Objectif visé: Renvoyer toutes les lignes des enregistrements ci-dessous qui contiennent la chaîne « watermark ». La recherche est sensible à la casse.

Données de travail:

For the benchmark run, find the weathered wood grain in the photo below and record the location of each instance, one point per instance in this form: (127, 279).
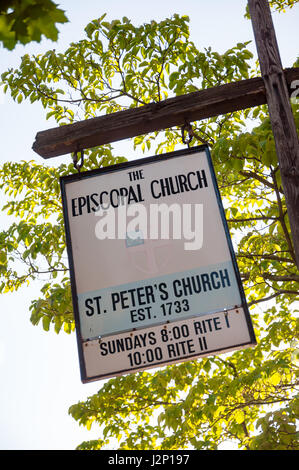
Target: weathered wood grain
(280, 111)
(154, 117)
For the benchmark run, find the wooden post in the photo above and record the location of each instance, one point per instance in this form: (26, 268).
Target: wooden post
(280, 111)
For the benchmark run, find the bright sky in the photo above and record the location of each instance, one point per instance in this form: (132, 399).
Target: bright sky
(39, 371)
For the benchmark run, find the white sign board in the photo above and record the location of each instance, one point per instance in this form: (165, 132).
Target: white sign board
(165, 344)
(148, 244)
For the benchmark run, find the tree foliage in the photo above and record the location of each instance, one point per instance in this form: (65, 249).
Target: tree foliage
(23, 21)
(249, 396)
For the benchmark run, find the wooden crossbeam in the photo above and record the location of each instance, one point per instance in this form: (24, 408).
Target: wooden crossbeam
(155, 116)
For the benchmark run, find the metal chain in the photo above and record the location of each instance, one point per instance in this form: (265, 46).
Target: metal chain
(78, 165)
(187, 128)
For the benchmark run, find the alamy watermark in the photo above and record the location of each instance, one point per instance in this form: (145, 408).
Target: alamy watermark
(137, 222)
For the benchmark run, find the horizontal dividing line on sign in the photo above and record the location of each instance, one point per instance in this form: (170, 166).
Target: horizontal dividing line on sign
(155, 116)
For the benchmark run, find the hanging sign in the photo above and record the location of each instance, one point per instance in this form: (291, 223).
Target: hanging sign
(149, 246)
...
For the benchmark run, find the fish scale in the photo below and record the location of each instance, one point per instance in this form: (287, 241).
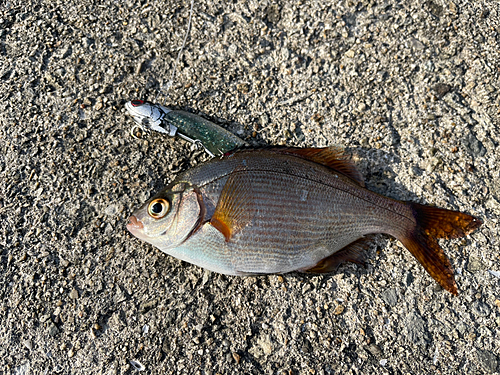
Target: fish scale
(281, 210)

Réponse:
For the benchmark run, find the alamy watermark in the photo above and record the location of each instance, one point per instance in this form: (145, 408).
Target: alamy watermark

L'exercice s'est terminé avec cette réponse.